● Exercise description
Reproduce the rows below, starting at the line that contains "Mark every instance of the wire" and ending with the last row, including both ends and keeping every request line. Scale each coordinate in the answers by 1.1 and round to whole numbers, with halves rounded up.

● Coordinate annotation entries
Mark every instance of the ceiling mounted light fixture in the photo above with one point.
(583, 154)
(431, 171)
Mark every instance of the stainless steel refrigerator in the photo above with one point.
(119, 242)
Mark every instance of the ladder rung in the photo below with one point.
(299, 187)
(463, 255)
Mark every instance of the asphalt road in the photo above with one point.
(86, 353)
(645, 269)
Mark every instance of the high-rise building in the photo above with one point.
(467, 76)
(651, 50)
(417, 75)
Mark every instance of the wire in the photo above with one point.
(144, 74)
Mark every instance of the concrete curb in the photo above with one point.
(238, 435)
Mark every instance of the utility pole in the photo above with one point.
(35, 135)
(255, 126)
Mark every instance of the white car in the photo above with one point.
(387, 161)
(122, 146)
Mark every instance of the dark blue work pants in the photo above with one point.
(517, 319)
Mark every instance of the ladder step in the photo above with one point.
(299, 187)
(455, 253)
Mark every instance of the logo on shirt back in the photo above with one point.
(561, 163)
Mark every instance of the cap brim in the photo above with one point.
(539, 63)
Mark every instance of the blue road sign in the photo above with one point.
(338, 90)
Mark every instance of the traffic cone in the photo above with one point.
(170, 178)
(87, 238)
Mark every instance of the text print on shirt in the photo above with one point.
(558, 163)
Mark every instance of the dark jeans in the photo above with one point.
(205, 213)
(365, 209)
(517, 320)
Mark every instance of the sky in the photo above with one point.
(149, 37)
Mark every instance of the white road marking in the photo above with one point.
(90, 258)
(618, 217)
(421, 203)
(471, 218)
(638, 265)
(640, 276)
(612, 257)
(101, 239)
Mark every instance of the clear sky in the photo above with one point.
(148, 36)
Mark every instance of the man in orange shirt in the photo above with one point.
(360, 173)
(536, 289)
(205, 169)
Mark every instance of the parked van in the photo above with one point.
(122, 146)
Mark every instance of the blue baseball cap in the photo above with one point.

● Written reply
Mark every instance of the wire in the photo above with one point.
(158, 81)
Mark every instance of the concrete curb in the photo above with one point.
(262, 479)
Mark every instance of the utility pole in the photo above with one point.
(39, 149)
(281, 139)
Mark every instance of the white car in the photo above with one point.
(426, 177)
(134, 161)
Mark every instance of the dark blue work pants in the photo above with one point.
(569, 351)
Mark every instance of the ladder step in the photo above with one point.
(329, 206)
(501, 278)
Mark every instance of the logo on shirt back in the photo above with one point.
(617, 179)
Mark every instance of the cap brim in the photo above with one point.
(593, 69)
Mark every instance of the blue road sign in the photo above with one point.
(372, 99)
Mark every instance of the traffic cone in the photo above with one point.
(187, 196)
(96, 262)
Mark every instance of the text print on shirt in the photo above with one point.
(614, 179)
Mark every instance of the dark jeans in the photo above with one point.
(226, 234)
(402, 230)
(569, 352)
Mark every instance of the sky in the photo above with one point.
(164, 41)
Mark every instance of the white road marking in the photo above with one point.
(99, 284)
(680, 239)
(463, 223)
(518, 240)
(702, 292)
(704, 304)
(673, 283)
(111, 263)
Mark every instance of the clear sky in the photo above with one point.
(163, 40)
Mark every instance of the man in orange shirt in the photo above with one point.
(396, 190)
(590, 318)
(226, 186)
Mark every instance of the parked van in the photo above with one point.
(134, 161)
Mark every instance of the blue baseball cap in the photo above with one point.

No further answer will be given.